(Records)
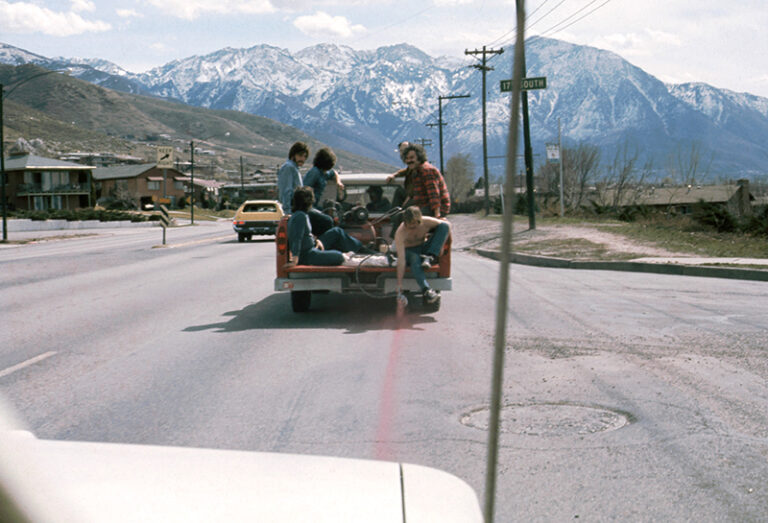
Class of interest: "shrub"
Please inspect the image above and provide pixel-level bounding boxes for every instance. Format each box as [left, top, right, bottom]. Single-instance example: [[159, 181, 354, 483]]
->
[[741, 207, 768, 236], [693, 200, 737, 232]]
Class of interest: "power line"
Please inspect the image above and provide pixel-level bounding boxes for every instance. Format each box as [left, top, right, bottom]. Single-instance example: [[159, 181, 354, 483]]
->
[[541, 0, 611, 36]]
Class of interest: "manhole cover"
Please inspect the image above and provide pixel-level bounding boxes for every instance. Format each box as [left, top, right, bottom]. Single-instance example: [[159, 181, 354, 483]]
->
[[461, 403, 633, 436]]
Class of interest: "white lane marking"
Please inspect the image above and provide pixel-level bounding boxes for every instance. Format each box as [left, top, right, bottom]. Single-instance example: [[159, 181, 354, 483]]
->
[[0, 351, 56, 378]]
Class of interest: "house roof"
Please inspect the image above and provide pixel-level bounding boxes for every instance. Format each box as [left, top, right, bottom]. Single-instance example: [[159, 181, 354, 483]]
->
[[93, 163, 155, 180], [194, 178, 224, 189], [5, 154, 93, 171]]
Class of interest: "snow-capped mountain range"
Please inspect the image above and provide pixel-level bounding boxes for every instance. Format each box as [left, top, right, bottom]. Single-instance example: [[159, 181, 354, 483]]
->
[[0, 37, 768, 178]]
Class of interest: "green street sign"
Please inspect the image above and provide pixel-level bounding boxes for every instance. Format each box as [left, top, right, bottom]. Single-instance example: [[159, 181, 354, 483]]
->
[[501, 76, 547, 93]]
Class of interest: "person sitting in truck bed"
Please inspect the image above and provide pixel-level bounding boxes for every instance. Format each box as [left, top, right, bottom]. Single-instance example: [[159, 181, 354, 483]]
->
[[365, 185, 392, 212], [288, 187, 367, 265], [395, 205, 451, 303]]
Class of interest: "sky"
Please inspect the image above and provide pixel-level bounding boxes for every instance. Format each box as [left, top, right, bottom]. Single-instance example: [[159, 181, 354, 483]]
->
[[0, 0, 768, 98]]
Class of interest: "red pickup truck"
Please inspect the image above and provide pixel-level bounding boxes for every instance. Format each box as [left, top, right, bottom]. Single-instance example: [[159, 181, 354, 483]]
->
[[275, 173, 452, 312]]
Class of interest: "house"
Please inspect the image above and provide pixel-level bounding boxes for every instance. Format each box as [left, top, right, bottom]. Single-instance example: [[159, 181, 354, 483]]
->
[[93, 163, 192, 209], [195, 178, 224, 205], [59, 151, 144, 167], [593, 180, 755, 218], [4, 152, 93, 211]]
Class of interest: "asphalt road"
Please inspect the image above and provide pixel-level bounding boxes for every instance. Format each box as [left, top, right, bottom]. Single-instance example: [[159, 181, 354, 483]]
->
[[0, 223, 768, 521]]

What the exercise asks — Please rewrite every one of the rows above, switching "Class of interest" to "Target class" wherever it appears and changing nothing else. Leave the pictures out of your answer.

Task output —
Target class: "shrub"
Please inspect the image above and provide pixel-level bounding boxes for every instance. Format each box as [left, top, right, bottom]. Single-instance example: [[159, 181, 354, 483]]
->
[[741, 207, 768, 236], [693, 200, 737, 232]]
Target class: "power line"
Please inspect the image above and provide pixel-level bounding boxes for every instance. Format each box as [left, top, right, bottom]. Single-instance example: [[159, 181, 354, 483]]
->
[[541, 0, 611, 36]]
Target class: "manhole cover"
Please inspect the image above and provide pixel-level bounding boxes for every instance. Format each box as [left, top, right, bottom]. Single-instance example: [[159, 181, 354, 483]]
->
[[461, 403, 633, 436]]
Target class: "white lane marking"
Please inspect the image above and provide pixel-level bounding boxes for every instance. Format each box as [left, top, right, bottom]. Single-instance example: [[159, 181, 354, 483]]
->
[[0, 351, 56, 378]]
Target class: "house roof"
Please inspect the image above and provide pixel-level bounding boxes for every instance. Format each box as [left, top, right, bottom]. Single-instance example: [[159, 181, 354, 483]]
->
[[93, 163, 155, 180], [194, 178, 224, 189], [5, 154, 93, 171]]
Target class: "snow-capped mountain range"
Please inspect the image above and provide pixel-level bounding boxes for every instance. Format each box as [left, top, right, bottom]. Single-instance example: [[159, 181, 354, 483]]
->
[[0, 37, 768, 178]]
Target class: "green street sign"
Please inspect the image above and provide pixel-level bounding boxes for every instance. Format each box as [left, top, right, bottom]. Single-instance example: [[159, 181, 354, 483]]
->
[[501, 76, 547, 93]]
Target class: "person sitting in truck bed"
Please inspect the image above and provide pixel-level bounding boxes for every instance. Format each box as [left, top, right, bottom]. Single-instance example: [[159, 181, 354, 483]]
->
[[365, 185, 392, 212], [288, 187, 367, 265], [395, 205, 451, 303]]
Target class: "sky"
Please inspect the image above and provide pixel-level bounding boxes for every instance. Format each box as [left, top, right, bottom]. Single-instance example: [[159, 181, 354, 483]]
->
[[0, 0, 768, 98]]
Target class: "red pickup truck"
Please inspect the image above and provide pixel-level bounding boxes for every instance. Format each box as [left, top, right, bottom]. Single-instance example: [[159, 181, 354, 483]]
->
[[275, 173, 452, 312]]
Target class: "house"
Please inspect the image above and provide pixel-level bounding boxes for every instance. Format each box as [left, top, right, bottom]. Single-instance example: [[159, 181, 354, 483]]
->
[[93, 163, 192, 209], [195, 178, 224, 205], [59, 151, 144, 167], [593, 180, 755, 218], [4, 152, 93, 211]]
Target class: "asphalt road"
Please inspect the image above and provide pixel-level bounding boxes for every instance. Format each box as [left, top, right, bottom]. Single-instance example: [[159, 181, 354, 483]]
->
[[0, 223, 768, 521]]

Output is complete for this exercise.